__EXERCISE DIRECTIONS__
Repeat precisely the span of lines below that opens with the line containing "Target: lower lip" and closes with the line containing "Target: long brown hair", both included.

Items from a dataset:
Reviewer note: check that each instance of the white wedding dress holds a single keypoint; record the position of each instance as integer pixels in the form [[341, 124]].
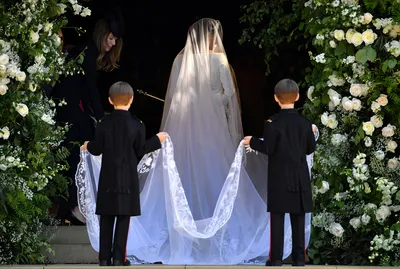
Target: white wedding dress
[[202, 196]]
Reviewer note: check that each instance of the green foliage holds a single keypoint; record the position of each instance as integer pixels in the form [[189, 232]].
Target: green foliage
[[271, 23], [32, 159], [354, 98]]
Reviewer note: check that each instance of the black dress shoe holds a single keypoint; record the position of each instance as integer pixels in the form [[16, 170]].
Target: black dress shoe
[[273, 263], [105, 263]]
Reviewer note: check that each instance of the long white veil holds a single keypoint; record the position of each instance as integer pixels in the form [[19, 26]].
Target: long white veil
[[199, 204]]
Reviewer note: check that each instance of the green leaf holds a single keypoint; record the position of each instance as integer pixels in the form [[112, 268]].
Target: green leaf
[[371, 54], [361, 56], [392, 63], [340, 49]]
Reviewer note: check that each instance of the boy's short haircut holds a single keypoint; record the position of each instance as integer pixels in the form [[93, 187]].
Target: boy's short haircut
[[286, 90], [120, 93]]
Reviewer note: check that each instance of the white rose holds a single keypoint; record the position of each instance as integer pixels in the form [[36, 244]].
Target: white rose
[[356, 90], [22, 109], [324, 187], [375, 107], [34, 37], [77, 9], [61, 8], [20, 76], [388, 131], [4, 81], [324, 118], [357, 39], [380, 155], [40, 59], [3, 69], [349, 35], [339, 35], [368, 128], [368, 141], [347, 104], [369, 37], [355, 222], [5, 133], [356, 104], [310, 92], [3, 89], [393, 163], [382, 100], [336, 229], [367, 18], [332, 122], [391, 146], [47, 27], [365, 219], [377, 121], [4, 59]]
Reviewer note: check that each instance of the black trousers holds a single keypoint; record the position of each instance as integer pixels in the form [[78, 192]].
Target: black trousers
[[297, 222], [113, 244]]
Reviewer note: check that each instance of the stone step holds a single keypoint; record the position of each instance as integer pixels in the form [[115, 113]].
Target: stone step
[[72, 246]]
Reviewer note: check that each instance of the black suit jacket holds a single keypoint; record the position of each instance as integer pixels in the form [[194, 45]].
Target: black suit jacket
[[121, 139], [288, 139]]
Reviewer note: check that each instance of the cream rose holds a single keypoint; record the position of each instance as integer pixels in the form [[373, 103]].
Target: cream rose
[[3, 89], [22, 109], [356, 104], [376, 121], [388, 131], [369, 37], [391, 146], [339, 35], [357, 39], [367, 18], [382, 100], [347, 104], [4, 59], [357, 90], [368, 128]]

...

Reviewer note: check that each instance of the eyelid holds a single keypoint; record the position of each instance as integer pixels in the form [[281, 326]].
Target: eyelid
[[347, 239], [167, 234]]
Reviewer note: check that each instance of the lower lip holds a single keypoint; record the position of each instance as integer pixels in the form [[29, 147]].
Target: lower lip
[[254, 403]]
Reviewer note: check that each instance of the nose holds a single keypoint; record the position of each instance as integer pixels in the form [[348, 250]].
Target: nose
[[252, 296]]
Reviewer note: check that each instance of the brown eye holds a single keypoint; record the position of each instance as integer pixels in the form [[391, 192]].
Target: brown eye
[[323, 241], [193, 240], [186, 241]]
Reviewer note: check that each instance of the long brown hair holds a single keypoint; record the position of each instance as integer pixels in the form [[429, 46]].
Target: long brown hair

__YOUR RESPONSE__
Target: lower lip
[[254, 403]]
Reviewer note: check that each instance of the nose holds a single keypoint; record the position of each instance as integer pixels in the form [[348, 250]].
Target: nose
[[252, 296]]
Reviewer note: check that each instance of the brown eye holds a single keypoint; record the position of each instance as integer pixels in the form [[391, 192]].
Target: brown eye
[[323, 241], [193, 240], [186, 241]]
Reviewer note: check that each instance of the long brown hair holds a single keypoint; record the position of each instance as integer pixels in the form [[429, 46]].
Target: long brown hair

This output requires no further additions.